## EXERCISE PROMPT:
Report every line in the data below that contains the word "roof".

%%

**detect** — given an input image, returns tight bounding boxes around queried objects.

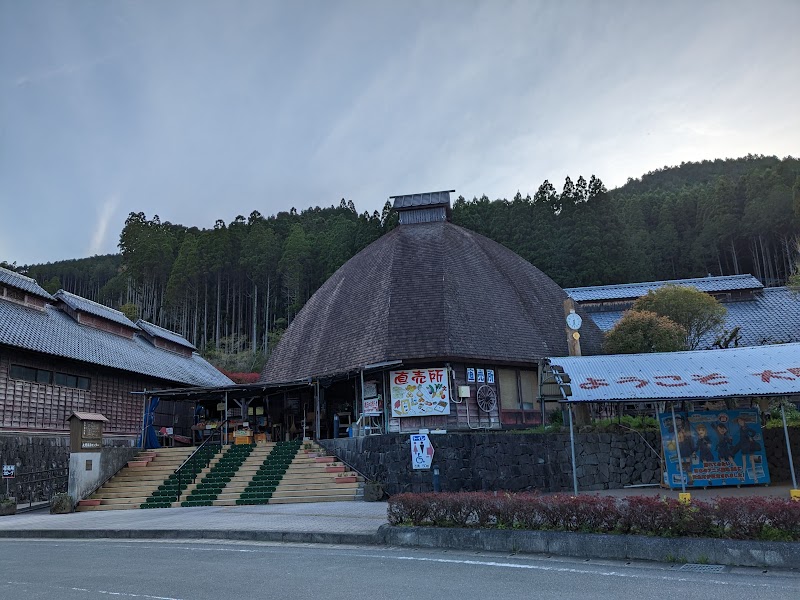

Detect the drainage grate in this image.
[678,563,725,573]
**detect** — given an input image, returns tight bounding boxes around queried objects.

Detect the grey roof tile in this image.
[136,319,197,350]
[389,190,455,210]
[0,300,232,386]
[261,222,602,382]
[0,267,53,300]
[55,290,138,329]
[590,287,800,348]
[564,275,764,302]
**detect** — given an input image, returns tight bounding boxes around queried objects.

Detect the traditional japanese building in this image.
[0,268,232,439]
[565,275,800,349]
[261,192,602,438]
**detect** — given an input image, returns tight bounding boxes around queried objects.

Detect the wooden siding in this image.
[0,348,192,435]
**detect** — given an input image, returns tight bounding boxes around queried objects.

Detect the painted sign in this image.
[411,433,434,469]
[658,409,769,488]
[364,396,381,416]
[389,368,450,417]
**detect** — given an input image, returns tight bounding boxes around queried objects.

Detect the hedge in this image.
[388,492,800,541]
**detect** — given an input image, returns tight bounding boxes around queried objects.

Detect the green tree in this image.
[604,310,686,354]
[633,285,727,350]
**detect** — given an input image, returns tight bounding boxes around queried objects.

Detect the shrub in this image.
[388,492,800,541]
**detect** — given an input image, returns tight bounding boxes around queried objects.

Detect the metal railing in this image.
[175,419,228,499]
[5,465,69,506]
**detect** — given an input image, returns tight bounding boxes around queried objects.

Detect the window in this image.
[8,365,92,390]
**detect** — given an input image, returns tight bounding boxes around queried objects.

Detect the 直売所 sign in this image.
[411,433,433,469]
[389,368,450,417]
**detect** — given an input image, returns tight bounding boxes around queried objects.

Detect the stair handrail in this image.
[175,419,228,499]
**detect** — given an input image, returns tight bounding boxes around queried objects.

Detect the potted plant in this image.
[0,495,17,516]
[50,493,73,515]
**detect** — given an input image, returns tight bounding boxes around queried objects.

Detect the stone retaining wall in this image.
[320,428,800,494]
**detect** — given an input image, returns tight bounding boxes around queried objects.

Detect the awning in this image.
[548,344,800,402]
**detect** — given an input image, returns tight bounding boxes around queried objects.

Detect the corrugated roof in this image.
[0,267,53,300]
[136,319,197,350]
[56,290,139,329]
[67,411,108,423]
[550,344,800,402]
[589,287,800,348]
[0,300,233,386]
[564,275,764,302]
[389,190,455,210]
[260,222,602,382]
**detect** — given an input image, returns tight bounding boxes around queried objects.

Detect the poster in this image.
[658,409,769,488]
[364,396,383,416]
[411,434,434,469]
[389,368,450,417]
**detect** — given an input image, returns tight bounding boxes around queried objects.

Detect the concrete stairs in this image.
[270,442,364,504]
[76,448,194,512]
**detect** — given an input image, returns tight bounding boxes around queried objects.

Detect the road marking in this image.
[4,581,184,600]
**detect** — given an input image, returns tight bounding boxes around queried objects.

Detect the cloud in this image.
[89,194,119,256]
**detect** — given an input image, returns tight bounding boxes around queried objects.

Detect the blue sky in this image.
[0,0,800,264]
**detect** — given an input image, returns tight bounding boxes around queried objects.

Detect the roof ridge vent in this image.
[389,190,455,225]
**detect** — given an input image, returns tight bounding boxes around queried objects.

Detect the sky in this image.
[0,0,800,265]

%%
%%

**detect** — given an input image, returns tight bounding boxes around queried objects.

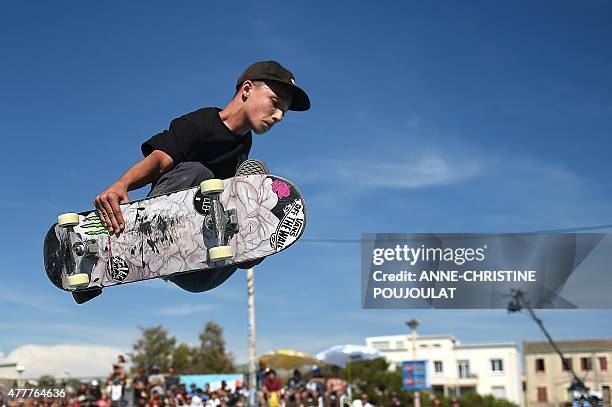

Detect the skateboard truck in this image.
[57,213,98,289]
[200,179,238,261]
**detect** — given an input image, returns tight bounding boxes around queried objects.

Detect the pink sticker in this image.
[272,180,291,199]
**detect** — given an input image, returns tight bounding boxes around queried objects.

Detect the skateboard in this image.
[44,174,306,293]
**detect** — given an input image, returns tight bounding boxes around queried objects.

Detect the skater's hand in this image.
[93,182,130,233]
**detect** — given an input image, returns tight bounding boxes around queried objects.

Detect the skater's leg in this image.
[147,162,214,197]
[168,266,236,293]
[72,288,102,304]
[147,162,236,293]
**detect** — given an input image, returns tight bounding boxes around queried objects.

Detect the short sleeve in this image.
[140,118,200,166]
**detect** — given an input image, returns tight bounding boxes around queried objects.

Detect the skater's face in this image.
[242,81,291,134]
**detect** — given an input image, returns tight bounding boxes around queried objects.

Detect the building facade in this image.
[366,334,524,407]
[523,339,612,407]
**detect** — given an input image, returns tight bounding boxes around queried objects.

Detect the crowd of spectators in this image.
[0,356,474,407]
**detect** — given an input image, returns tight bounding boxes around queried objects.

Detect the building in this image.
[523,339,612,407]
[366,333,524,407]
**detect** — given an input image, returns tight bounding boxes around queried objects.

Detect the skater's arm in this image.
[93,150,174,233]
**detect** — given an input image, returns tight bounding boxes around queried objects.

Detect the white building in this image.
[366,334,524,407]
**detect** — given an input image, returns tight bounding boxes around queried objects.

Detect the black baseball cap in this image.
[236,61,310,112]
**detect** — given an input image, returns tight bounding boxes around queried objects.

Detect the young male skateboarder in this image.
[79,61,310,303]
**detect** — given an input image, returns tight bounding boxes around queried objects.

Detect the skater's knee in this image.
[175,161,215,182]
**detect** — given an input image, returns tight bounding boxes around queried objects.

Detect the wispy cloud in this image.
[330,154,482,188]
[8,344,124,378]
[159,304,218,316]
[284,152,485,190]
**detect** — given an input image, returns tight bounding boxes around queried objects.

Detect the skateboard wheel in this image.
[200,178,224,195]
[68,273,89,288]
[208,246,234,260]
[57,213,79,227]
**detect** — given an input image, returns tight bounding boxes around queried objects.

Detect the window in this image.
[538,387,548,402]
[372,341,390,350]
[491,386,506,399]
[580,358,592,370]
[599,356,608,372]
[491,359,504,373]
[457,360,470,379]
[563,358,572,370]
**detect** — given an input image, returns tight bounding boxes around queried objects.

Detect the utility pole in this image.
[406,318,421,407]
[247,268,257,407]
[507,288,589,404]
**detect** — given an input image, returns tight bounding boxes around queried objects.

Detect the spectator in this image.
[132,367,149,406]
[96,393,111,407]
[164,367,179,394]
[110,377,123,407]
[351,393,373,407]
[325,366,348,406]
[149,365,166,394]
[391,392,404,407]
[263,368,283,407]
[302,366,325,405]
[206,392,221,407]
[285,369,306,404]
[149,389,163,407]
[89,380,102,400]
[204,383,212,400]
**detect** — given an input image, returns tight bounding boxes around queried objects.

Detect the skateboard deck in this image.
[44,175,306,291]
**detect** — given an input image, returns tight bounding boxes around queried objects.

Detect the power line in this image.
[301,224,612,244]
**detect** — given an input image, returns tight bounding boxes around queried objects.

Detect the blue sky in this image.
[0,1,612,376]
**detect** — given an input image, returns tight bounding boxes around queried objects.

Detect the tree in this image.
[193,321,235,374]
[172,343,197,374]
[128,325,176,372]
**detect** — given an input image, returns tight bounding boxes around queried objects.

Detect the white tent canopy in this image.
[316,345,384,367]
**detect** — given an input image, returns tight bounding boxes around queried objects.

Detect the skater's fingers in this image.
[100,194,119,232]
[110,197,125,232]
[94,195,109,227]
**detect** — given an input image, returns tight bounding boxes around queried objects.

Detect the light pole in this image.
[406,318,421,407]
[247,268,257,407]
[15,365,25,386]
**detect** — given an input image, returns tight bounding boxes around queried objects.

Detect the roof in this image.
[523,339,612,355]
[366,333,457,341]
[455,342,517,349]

%%

## THE REPLY:
Detect the grey roof tile in this image.
Detect the corrugated roof in this image.
Detect the roof ridge vent in this image.
Detect the roof in this image.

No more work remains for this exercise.